» WORK REQUIRED: Copy the profile excerpt about the Australian serviceman who died in the Adirondacks word for word, from its first sentence to its last.

Kathryn Joyce profiles the Australian serviceman with PTSD who flew halfway around the world to die alone on the side of a mountain.

Joyce's Pacific Standard feature story is currently available on newsstands and to subscribers and will be posted online on Monday, March 7. Until then, an excerpt:

On the second-to-last day of 2013, when the glow of Christmas had passed and there was nothing to do but settle in for months of unbroken winter, a stranger arrived in Saranac Lake, a 5,400-person mountain town 70 miles shy of the Canadian border. Set amid the patchwork of forest preserves and villages that make up the largest publicly protected area in the Lower 48, Saranac Lake is the self-appointed "Capital of the Adirondacks," a onetime best small town of New York, and the place where I'm from.

The stranger was a 31-year-old infantry captain in the Royal Australian Regiment who'd been diagnosed with post-traumatic stress disorder after returning from Afghanistan two years before. He arrived at 6 p.m. on the one bus that comes through town each day: an Adirondack Trailways coach that chugs slowly uphill from Albany, stopping in what seems like every podunk town along the way.

To get to Albany, he'd taken a bus from New York City, and before that planes from San Francisco, Sydney, Canberra, and, ultimately, Adelaide, Australia, his own hometown, more than 10,500 miles away. He was male-model good-looking—wholesome and tidy, with intelligent eyes—though he'd recently grown shockingly thin and had cut his brown, widow's-peaked hair so close it was nearly shaved.

He'd been a battle captain in Afghanistan's Uruzgan province, just north of Kandahar, working as part of a North Atlantic Treaty Organization coalition force. But his PTSD diagnosis had placed him on restricted status, and he'd since been re-assigned to a desk job in Canberra, Australia's sterile government seat. He had a medical review coming up in January and, his family would later tell the police, he feared he might be discharged. The Australian Defence Force was withdrawing from Afghanistan at the end of 2014, and the military was downsizing; everyone who remained had to be fit to deploy.

» DATA EXCERPT:
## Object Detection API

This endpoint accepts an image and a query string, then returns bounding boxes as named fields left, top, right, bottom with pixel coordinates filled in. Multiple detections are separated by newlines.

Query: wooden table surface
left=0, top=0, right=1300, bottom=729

» ANSWER:
Kathryn Joyce profiles the Australian serviceman with PTSD who flew halfway around the world to die alone on the side of a mountain.

Joyce's Pacific Standard feature story is currently available on newsstands and to subscribers and will be posted online on Monday, March 7. Until then, an excerpt:

On the second-to-last day of 2013, when the glow of Christmas had passed and there was nothing to do but settle in for months of unbroken winter, a stranger arrived in Saranac Lake, a 5,400-person mountain town 70 miles shy of the Canadian border. Set amid the patchwork of forest preserves and villages that make up the largest publicly protected area in the Lower 48, Saranac Lake is the self-appointed "Capital of the Adirondacks," a onetime best small town of New York, and the place where I'm from.

The stranger was a 31-year-old infantry captain in the Royal Australian Regiment who'd been diagnosed with post-traumatic stress disorder after returning from Afghanistan two years before. He arrived at 6 p.m. on the one bus that comes through town each day: an Adirondack Trailways coach that chugs slowly uphill from Albany, stopping in what seems like every podunk town along the way.

To get to Albany, he'd taken a bus from New York City, and before that planes from San Francisco, Sydney, Canberra, and, ultimately, Adelaide, Australia, his own hometown, more than 10,500 miles away. He was male-model good-looking—wholesome and tidy, with intelligent eyes—though he'd recently grown shockingly thin and had cut his brown, widow's-peaked hair so close it was nearly shaved.

He'd been a battle captain in Afghanistan's Uruzgan province, just north of Kandahar, working as part of a North Atlantic Treaty Organization coalition force. But his PTSD diagnosis had placed him on restricted status, and he'd since been re-assigned to a desk job in Canberra, Australia's sterile government seat. He had a medical review coming up in January and, his family would later tell the police, he feared he might be discharged. The Australian Defence Force was withdrawing from Afghanistan at the end of 2014, and the military was downsizing; everyone who remained had to be fit to deploy.